Extracted text »

===

Coffee stole the show in the Wake ‘N’ Bake and while there was slight heat and burn from the alcohol, it wasn’t overwhelming. I also picked up on a touch of sweetness from dark fruits or something of the like in both the ’09 and the ’10. When put up next to each other, the beers, to me, were very similiar…the ’09 had thinned out a bit, which was to be expected, but there weren’t any glaring, obvious differences between two. There was some discussion/debate on which was sweeter, which had more coffee flavor, which seemed boozier and which one each of us preferred.
I gathered that the other guys weren’t all that impressed with this beer, perhaps because they were expecting a bit…more, more of everything…more booze, deeper flavors and a dense beer. But I liked it. I like that this was an easy drinking Imperial Stout, a beer I could sit and finish three or four in one sitting and not think twice about it.
Karl: Knowing nothing of the Wake & Bake except for the fact that my pothead high school friends would dig the name, we dug in headfirst to these two years of this Terrapin offering. Like many of my pothead friends, this beer had a lot of potential but not much follow-through.
Both the ‘09 and the ‘10 have a good coffee flavor but differentiate between liquor and wine, interestingly. The fresh bottle has a unique aftertaste of red wine, bringing to mind the laughably weird-sounding Chocovine, but working well enough. (I haven’t had Chocovine to compare it to, but I doubt it’d be favorable.) The year of age heated that red wine burn to a much warmer liquor burn, with tons of carbonation on it.
Neither beer had a considerable amount of body, surprising for a beer that promised oatmeal and imperial-ness. The fresh bottle had a touch more heft but not substantially, and neither of these would put you down any heavier than your average Guinness. Naturally, I had to find something weird in the profile of one of these, and I swear that I could taste tap water peeking through in the ‘09, as though a year of age pulled back the curtain on the brewing process and provided a peek straight down to the H20 in the boil. Maybe even a little tonic water as well, which could be provided by the huge fizz put together by Terrapin.
Neither of these really blew me away, unfortunately. Could it be that the colder climates are just naturally more accustomed to making big, hefty wool-coat beers that drape on you and keep you warm? We’ll keep checking into it.

===

Dataset excerpt »

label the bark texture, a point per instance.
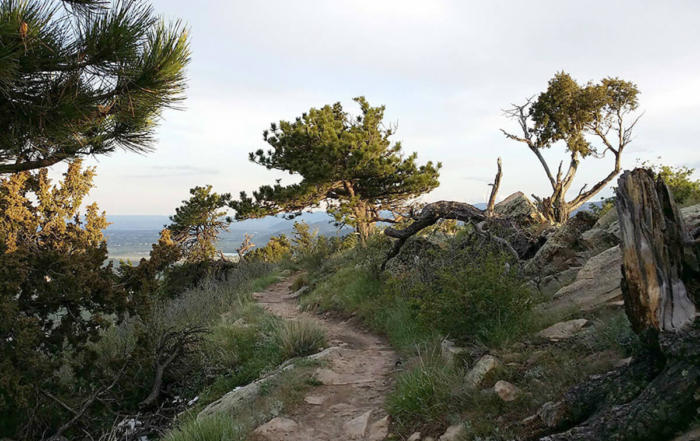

===

Required work » List every drink that the beer review names by product name. The listing is separate material and has no connection to the beer review.

Answer to the problem » Wake ‘N’ Bake (also written Wake & Bake), Chocovine, Guinness